---------- Information given ----------
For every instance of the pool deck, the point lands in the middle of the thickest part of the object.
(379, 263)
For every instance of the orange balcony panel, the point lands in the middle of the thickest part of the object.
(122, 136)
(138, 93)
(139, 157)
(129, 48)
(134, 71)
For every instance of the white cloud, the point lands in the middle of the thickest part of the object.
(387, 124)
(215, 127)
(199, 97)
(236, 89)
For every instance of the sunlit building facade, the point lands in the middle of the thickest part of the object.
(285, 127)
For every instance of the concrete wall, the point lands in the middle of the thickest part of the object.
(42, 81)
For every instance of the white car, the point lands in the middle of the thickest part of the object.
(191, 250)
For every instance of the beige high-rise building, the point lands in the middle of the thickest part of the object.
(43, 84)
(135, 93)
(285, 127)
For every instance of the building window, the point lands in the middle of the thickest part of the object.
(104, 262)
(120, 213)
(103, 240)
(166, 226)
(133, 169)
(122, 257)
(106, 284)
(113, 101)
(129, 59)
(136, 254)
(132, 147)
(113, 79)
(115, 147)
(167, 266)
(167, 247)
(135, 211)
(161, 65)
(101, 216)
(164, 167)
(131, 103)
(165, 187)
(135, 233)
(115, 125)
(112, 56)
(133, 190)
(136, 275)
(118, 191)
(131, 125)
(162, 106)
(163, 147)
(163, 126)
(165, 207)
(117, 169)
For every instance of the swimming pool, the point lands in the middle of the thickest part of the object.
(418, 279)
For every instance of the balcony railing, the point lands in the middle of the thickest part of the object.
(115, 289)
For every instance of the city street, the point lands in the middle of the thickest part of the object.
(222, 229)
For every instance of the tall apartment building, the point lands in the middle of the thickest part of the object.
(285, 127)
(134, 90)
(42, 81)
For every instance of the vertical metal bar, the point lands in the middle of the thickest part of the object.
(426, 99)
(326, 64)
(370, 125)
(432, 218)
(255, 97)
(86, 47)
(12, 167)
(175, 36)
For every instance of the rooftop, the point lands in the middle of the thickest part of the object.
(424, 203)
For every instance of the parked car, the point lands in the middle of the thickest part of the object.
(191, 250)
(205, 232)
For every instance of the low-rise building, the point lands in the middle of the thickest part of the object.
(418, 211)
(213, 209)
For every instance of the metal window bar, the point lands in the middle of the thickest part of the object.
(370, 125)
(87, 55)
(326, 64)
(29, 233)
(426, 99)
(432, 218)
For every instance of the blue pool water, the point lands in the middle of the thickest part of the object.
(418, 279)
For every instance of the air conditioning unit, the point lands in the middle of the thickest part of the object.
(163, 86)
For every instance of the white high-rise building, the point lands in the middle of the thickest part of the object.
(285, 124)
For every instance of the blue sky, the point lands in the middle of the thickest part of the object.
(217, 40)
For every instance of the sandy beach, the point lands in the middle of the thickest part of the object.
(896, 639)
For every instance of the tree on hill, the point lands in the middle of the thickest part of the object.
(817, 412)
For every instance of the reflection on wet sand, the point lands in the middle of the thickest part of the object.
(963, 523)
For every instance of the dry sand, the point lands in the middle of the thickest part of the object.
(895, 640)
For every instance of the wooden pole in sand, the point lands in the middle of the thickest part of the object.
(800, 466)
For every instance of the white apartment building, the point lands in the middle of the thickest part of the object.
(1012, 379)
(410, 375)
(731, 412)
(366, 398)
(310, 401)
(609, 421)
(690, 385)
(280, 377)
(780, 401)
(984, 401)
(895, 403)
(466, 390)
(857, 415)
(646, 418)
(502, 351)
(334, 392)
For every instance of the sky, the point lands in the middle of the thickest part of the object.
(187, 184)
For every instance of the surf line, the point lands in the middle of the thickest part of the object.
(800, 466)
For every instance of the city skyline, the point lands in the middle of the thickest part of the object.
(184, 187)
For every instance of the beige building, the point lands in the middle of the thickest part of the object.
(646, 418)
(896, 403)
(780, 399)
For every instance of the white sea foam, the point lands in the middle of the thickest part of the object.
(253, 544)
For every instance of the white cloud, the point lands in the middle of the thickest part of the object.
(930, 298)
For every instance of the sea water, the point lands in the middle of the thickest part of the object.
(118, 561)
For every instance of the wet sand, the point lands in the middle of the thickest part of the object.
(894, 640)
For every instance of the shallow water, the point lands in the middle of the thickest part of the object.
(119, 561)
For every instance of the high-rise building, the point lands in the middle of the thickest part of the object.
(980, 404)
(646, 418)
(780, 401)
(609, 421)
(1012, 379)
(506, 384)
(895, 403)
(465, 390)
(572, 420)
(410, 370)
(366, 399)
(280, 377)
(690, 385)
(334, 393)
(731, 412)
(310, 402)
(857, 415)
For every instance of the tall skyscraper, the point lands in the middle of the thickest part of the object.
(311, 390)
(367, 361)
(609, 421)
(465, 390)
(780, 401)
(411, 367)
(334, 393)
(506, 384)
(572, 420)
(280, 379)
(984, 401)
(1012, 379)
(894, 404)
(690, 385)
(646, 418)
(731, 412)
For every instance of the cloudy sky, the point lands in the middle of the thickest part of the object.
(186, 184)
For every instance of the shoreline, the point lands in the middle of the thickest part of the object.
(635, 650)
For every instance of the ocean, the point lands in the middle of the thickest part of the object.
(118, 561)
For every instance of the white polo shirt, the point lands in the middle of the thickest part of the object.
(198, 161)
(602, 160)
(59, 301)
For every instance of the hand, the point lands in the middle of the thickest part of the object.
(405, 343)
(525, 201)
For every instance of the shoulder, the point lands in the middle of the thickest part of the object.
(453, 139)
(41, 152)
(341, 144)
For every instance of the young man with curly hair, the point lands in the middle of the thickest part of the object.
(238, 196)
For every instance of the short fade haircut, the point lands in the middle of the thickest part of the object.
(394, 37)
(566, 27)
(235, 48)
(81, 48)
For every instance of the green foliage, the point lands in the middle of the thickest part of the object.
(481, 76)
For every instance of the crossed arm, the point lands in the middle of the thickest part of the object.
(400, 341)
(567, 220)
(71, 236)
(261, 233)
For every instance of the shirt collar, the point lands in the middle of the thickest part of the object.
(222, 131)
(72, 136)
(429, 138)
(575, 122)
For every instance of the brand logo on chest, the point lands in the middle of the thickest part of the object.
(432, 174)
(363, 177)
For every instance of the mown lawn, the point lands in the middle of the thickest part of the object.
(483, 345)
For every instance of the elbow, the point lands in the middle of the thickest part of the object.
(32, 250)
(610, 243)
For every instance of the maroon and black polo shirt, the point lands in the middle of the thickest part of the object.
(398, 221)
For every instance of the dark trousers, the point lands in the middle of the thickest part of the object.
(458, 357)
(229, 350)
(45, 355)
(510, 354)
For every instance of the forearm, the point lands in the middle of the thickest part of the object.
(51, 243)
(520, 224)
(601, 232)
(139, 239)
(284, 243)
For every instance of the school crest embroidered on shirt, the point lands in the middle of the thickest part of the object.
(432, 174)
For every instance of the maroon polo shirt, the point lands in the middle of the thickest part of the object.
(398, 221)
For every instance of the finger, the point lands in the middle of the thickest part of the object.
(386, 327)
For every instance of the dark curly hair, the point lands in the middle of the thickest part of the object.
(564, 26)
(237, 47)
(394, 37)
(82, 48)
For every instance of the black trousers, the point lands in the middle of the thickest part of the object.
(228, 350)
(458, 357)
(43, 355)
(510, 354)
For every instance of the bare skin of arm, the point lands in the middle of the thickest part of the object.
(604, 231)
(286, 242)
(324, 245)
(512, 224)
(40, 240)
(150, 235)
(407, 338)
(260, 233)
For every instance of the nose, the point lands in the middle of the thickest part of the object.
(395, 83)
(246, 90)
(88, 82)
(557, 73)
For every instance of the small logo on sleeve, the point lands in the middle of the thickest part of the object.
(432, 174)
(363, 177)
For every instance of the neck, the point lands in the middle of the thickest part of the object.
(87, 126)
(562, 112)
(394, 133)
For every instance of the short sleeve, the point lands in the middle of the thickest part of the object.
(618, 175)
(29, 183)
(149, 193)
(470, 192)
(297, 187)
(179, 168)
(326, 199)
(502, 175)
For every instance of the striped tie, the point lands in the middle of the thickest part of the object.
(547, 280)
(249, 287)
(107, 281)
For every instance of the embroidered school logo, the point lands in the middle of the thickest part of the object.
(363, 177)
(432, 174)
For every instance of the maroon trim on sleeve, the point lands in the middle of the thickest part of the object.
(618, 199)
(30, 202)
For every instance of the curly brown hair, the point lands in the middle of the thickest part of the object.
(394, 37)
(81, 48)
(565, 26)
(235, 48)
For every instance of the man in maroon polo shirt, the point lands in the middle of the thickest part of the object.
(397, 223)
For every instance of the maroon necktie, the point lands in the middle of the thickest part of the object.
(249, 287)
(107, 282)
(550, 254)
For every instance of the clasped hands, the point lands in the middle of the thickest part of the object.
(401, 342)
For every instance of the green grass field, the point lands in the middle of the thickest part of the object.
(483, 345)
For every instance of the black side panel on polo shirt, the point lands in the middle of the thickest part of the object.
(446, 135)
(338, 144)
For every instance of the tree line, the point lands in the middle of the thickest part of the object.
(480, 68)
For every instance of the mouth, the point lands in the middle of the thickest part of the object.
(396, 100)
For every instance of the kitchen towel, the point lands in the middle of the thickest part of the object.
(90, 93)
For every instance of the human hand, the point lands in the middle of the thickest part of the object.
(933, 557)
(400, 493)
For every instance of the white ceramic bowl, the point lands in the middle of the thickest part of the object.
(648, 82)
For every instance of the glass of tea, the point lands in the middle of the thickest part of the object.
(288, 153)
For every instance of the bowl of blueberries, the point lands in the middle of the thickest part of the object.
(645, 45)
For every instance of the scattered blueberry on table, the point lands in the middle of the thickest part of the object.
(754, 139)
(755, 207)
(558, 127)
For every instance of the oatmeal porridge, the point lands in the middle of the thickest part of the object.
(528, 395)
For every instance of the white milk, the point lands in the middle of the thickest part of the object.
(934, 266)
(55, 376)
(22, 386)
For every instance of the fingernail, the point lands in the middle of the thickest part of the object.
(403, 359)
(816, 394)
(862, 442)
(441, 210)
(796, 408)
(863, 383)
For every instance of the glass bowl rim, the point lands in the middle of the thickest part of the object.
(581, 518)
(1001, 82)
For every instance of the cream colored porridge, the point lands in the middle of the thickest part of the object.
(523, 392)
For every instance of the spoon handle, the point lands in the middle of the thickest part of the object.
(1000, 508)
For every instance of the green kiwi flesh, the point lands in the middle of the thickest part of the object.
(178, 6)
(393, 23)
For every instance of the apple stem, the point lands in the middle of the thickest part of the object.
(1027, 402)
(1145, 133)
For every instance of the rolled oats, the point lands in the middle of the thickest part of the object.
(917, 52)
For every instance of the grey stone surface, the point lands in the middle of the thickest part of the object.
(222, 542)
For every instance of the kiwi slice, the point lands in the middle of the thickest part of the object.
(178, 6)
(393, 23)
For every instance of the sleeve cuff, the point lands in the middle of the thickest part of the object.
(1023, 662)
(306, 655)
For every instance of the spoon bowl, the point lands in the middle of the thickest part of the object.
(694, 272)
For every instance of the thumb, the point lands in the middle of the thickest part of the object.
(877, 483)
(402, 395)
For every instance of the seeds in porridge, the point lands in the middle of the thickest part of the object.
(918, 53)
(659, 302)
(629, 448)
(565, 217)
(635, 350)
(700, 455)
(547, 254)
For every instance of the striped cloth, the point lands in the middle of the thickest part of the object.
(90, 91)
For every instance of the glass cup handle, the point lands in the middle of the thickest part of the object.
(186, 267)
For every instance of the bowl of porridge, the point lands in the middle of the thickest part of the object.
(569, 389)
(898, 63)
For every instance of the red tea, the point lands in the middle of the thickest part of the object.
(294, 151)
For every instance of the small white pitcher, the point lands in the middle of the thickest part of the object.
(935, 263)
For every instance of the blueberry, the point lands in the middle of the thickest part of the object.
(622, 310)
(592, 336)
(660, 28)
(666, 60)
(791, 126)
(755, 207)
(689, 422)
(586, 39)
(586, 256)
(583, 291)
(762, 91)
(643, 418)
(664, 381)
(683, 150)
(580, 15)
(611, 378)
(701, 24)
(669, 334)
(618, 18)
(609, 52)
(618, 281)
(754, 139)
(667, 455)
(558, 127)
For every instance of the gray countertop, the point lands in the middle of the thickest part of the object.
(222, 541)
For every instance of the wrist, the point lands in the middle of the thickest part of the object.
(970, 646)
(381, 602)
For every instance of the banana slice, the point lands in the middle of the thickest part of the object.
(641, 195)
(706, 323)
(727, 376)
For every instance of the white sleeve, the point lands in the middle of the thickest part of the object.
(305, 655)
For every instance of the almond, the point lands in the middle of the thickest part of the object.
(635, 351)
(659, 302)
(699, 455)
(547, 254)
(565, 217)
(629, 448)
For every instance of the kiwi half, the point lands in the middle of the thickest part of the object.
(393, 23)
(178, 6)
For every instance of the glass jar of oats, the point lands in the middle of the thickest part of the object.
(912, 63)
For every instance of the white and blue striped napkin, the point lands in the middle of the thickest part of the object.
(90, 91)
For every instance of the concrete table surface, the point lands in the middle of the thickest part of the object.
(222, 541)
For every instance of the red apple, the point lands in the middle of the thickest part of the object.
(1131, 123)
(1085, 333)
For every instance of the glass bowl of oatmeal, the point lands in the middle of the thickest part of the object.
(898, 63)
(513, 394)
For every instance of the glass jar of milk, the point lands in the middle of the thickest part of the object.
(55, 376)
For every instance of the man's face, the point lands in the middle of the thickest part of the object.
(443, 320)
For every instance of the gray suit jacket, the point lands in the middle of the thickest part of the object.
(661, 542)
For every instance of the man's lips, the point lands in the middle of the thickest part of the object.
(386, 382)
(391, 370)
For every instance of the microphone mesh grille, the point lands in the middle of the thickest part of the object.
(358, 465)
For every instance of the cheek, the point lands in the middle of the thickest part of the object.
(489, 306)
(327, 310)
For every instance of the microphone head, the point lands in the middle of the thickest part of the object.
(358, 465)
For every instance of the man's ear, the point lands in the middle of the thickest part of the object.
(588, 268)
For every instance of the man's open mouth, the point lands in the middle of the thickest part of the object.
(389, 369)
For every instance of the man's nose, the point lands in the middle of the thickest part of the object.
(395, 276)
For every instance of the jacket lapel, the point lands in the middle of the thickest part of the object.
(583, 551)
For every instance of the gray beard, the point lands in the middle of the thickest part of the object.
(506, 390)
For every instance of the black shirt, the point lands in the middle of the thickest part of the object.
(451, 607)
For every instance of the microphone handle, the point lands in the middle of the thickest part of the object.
----------
● Work to complete
In the records above, return only the line that contains "For every instance of the man's nose, the" and every line after it through the last, exactly as they appear.

● Response to this task
For every instance of the man's nose, the point lands in the middle of the thickest part of the object.
(395, 276)
For every instance of the jacket lapel, the point lands in the middle of the thickest part of the object.
(583, 551)
For every instance of the gray beard, the point lands in the middle of the thickest part of the object.
(506, 390)
For every instance of the black shirt, the point lands in the middle of the thickest part of the object.
(451, 607)
For every instance of the microphone handle, the point lands in the middle of the thickest part of the object.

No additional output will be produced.